#### [Instructions for the task]
Which lines in the entries below contain the word "sheet"? Find every such line and copy it in full, treating uppercase and lowercase letters as distinct.
--
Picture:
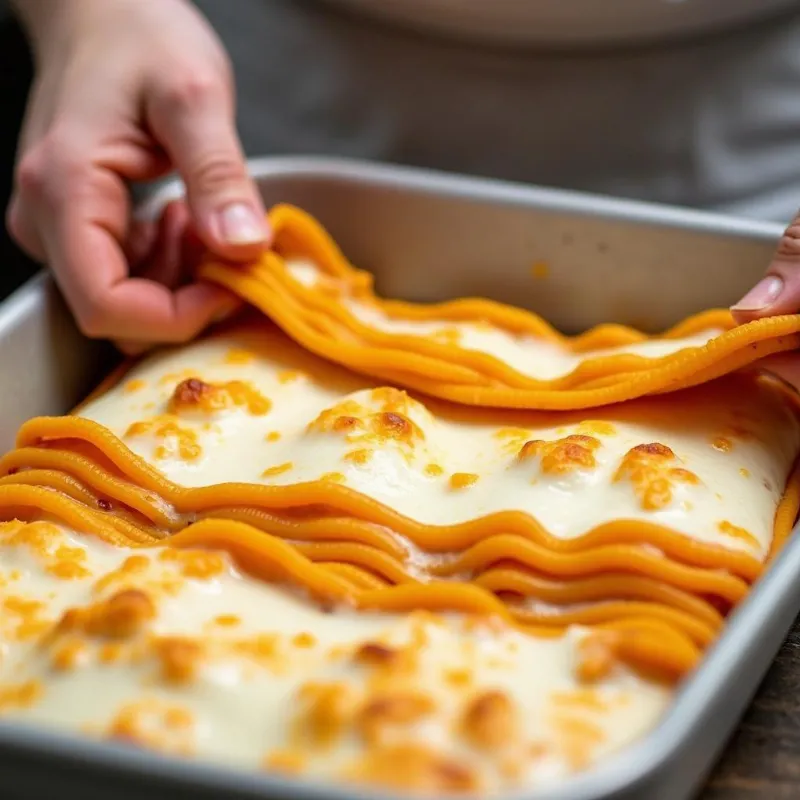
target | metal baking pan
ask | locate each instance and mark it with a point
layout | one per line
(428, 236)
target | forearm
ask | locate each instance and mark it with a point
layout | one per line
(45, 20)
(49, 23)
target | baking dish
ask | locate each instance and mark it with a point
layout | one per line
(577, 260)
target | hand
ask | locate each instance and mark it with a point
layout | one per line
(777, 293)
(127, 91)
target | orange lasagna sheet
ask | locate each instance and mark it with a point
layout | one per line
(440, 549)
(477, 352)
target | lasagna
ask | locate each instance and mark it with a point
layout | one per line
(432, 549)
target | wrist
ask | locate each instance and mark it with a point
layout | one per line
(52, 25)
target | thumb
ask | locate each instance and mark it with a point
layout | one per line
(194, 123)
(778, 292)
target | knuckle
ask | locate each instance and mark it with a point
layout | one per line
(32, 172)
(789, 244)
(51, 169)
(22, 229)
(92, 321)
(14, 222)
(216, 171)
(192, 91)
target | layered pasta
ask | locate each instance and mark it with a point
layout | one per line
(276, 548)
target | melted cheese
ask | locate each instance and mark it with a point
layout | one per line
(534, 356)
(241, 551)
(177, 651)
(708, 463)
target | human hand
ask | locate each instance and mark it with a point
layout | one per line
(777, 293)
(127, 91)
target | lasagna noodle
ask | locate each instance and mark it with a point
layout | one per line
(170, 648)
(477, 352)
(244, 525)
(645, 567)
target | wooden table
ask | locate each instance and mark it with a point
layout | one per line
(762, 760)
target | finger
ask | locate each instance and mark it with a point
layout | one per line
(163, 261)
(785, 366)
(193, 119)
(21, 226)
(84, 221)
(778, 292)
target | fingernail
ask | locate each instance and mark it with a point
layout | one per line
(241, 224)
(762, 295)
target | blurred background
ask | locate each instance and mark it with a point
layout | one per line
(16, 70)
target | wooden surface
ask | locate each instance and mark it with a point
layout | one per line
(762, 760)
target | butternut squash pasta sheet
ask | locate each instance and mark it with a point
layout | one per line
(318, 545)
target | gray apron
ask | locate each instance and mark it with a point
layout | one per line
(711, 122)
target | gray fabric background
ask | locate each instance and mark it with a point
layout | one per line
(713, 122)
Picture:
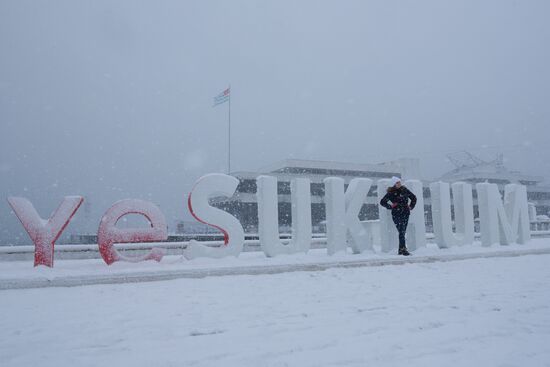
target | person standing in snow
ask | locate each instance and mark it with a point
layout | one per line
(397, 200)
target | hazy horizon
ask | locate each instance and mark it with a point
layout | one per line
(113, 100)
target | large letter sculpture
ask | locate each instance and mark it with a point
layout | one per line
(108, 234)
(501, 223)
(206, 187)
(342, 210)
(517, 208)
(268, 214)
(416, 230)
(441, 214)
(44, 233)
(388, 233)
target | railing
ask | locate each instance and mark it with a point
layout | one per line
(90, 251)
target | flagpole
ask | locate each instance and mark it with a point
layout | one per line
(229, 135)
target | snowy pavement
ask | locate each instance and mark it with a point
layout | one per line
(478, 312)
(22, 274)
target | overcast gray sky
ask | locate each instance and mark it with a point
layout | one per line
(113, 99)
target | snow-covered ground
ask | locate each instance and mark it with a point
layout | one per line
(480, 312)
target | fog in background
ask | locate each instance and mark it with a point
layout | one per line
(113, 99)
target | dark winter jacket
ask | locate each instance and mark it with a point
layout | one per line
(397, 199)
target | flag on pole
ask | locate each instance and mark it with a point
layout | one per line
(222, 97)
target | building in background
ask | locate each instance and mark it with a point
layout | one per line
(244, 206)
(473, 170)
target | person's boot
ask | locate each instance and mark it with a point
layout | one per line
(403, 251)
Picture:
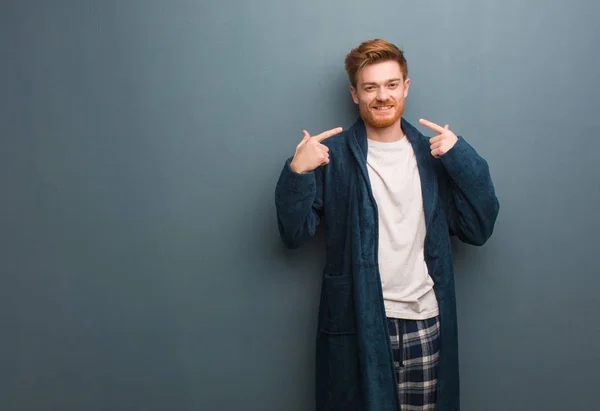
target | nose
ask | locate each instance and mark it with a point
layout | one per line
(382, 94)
--
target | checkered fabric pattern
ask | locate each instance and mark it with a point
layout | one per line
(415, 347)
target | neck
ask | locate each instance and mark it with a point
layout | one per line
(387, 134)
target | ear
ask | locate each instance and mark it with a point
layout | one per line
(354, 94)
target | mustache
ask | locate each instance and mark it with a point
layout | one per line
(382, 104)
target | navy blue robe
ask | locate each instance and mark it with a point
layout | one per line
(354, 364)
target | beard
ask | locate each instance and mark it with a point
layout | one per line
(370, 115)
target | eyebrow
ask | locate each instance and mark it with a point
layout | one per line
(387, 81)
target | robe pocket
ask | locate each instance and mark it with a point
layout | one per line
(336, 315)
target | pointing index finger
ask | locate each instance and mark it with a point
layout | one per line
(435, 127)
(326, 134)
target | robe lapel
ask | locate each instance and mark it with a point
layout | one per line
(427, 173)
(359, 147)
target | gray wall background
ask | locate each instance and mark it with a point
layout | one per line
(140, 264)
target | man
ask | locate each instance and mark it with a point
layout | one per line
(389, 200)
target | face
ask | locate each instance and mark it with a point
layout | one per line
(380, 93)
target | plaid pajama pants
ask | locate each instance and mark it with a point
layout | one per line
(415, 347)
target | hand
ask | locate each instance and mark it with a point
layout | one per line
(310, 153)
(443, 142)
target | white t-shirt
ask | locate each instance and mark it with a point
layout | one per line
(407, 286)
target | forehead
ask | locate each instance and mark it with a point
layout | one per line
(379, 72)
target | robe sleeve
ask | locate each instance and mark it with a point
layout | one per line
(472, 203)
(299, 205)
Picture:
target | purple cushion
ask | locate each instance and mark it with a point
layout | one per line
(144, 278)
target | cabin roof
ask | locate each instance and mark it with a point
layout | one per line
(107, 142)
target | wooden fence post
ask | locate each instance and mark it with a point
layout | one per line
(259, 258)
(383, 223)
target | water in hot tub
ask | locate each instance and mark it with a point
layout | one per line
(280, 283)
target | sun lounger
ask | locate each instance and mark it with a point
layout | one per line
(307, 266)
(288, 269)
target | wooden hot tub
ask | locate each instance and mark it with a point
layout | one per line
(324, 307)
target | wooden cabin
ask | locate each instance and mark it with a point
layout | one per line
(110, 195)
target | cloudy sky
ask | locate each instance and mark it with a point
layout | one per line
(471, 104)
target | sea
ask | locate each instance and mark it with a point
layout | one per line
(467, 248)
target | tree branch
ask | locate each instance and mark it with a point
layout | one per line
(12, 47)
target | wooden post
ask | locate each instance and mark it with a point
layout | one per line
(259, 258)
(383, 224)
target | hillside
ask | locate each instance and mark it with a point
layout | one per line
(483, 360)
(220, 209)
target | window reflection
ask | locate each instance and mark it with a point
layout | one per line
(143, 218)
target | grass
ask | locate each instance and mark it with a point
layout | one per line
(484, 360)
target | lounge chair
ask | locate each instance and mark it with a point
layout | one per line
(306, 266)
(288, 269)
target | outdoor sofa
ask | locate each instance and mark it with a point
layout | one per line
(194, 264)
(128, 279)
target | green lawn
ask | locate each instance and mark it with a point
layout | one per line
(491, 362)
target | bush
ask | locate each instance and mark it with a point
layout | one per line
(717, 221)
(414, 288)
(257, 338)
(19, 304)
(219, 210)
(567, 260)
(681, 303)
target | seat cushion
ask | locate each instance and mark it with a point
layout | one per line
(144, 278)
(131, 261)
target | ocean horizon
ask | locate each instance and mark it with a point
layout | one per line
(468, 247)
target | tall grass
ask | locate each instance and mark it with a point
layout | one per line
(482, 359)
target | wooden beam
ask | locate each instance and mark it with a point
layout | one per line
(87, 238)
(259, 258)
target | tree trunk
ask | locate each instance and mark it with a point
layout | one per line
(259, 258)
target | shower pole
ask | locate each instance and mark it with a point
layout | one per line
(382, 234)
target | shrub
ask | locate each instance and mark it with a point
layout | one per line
--
#### [Completed exercise]
target | orange lasagna sheet
target | butternut squash pasta sheet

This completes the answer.